**Directions:** Gather every row below that contains the word "orange" and copy each of those rows in full. Case counts, so only matches with the same capitalization qualify.
Start of Data for this exercise
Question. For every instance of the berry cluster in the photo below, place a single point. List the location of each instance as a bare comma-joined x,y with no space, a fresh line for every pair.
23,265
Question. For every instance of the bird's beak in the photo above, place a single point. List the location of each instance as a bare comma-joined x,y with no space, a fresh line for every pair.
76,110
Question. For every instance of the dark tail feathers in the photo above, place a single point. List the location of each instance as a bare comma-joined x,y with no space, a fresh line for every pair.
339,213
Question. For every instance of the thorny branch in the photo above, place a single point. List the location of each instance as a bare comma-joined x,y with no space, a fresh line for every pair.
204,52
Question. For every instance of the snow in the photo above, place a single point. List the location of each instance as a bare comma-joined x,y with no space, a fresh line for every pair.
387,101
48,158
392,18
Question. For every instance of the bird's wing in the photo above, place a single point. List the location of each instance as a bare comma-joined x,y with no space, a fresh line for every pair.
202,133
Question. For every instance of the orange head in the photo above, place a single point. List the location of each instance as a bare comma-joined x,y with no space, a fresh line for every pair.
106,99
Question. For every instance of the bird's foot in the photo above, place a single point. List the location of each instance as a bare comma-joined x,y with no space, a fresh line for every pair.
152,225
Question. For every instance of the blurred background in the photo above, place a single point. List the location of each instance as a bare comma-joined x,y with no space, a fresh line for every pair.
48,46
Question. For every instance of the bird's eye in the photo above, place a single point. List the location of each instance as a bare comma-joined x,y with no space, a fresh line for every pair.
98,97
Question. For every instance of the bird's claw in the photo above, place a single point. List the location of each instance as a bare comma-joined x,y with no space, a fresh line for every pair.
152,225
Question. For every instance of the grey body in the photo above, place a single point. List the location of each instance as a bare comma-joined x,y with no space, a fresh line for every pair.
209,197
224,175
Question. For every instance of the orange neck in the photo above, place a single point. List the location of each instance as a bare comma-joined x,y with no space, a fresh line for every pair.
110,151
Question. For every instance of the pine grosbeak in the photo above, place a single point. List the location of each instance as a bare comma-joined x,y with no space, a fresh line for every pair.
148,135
End of Data for this exercise
Start of Data for this exercise
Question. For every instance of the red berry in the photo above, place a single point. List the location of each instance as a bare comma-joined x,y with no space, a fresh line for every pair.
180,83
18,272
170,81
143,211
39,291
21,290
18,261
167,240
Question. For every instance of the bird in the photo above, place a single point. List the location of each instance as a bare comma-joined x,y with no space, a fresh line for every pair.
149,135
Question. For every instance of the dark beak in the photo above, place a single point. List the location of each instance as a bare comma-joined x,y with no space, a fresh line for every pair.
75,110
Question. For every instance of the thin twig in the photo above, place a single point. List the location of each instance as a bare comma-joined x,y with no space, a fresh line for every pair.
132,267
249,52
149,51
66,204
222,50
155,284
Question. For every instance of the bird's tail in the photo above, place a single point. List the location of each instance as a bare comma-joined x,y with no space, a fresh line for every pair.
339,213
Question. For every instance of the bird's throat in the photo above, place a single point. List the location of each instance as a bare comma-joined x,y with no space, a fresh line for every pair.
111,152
End of Data for this exercise
**Reply:**
Question. For every instance of the orange head in the photo above, place a single point. List the location of each instance as a bare comma-joined x,y with no space, a fresh line for every pair.
Question. For every instance of the orange neck in the photo above, place a single point. List the location of each instance as a bare comma-joined x,y with no space, a fresh line for every pair.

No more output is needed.